> **Text**
= = = = = = =

A case study for contextualised image captioning uning foundation models: journalism enhancement with AI

Large language models (LLMs) and large multimodal models (LMMs) have significantly impacted the AI community, industry, and various economic sectors. In journalism, integrating AI poses unique challenges and opportunities, particularly in enhancing the quality and efficiency of news reporting. This study explores how LLMs and LMMs can assist journalistic practice by generating contextualised captions for images accompanying news articles.

Figure 1: An example from the GoodNews dataset and the extracted context we used

We conducted experiments using the GoodNews [1] dataset to evaluate the ability of LMMs to incorporate one of two types of context: entire news articles, or extracted named entities. In addition, we compared their performance to a two-stage pipeline composed of a captioning model with post-hoc contextualisation with LLMs.

= = = = = = =

(Saved entries)
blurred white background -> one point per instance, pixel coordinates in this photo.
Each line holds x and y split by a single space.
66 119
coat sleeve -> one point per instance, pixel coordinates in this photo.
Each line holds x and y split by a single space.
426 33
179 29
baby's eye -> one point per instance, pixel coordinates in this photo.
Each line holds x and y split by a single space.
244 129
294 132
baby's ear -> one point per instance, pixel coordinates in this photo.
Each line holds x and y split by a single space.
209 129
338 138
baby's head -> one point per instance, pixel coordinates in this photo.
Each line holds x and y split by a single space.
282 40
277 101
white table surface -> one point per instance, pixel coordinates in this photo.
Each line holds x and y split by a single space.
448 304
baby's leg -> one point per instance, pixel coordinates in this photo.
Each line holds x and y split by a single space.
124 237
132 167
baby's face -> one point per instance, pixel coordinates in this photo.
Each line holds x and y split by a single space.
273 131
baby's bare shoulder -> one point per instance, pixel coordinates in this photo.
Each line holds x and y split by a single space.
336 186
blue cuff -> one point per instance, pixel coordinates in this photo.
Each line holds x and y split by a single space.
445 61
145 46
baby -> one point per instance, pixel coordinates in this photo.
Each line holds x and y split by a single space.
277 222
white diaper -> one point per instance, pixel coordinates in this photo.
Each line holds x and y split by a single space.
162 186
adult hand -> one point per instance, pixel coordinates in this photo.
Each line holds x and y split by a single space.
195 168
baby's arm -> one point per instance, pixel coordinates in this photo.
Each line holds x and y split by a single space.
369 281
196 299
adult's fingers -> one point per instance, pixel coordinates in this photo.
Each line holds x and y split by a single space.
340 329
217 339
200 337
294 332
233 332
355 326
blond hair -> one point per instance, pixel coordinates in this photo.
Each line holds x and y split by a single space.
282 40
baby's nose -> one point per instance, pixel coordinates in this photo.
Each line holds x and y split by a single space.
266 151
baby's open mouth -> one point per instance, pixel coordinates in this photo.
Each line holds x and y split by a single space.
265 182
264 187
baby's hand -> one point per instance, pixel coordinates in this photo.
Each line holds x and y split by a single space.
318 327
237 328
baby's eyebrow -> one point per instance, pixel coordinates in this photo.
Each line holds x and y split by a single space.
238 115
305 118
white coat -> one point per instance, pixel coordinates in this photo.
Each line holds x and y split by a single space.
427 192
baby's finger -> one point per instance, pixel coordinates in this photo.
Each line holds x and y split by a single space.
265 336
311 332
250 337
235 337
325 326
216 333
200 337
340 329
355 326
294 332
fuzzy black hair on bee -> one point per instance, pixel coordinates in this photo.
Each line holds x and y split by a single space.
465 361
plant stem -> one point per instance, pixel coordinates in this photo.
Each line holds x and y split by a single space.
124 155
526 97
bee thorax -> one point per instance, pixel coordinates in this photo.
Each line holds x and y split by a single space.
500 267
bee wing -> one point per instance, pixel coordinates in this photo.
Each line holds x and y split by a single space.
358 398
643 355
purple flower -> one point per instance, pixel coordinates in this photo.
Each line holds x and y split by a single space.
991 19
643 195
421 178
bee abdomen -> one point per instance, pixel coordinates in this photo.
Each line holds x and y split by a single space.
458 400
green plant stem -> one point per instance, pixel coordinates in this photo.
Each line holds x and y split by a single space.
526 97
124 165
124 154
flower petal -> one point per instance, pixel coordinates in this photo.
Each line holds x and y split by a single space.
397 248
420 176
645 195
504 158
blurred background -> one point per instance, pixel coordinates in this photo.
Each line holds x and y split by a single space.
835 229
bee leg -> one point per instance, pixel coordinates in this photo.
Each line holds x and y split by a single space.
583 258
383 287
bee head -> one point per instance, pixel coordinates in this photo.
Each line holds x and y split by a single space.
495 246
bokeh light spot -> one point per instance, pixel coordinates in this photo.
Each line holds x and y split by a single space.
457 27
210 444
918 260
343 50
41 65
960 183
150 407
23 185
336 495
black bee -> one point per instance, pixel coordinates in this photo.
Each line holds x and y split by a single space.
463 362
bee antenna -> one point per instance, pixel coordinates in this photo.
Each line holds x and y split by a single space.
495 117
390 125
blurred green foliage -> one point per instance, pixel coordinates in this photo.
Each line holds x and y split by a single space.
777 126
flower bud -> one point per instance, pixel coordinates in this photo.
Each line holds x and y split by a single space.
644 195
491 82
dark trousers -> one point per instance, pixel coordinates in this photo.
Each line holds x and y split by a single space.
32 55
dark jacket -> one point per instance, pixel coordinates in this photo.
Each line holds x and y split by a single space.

= = = = = = =

> **Required action A**
Quote the part of the image captioning case study that opens with the words containing "Large language models" and closes with "accompanying news articles.".
> **Required action B**
Extend the case study on contextualised image captioning for journalism, picking up after its last sentence.

> **Final answer A**
Large language models (LLMs) and large multimodal models (LMMs) have significantly impacted the AI community, industry, and various economic sectors. In journalism, integrating AI poses unique challenges and opportunities, particularly in enhancing the quality and efficiency of news reporting. This study explores how LLMs and LMMs can assist journalistic practice by generating contextualised captions for images accompanying news articles.

> **Final answer B**
Figure 2: Our proposed pipeline, compared to an LMM

By assessing a diversity of models and evaluating with automated metrics, we concluded the following:

The bottleneck caused by using a two-stage architecture with a textual description of the image rather than the image itself is insignificant. Close-source models such as the GPT family might have an advantage in this configuration.
However, smaller, open-source LMMs perform similarly well as proprietary ones.
In terms of context, focused information, such as named entities, is more beneficial to the models than the whole article itself. This finding indicated a possible future direction for our work: implementing an interactive system that facilitates journalists’ writing captions for their articles.

Note: The paper “Enhancing Journalism with AI: A Study of Contextualized Image Captioning for News Articles using LLMs and LMMs” [2], in which these approaches are presented, was accepted at the workshop TIDMwFM@IJCAI’24.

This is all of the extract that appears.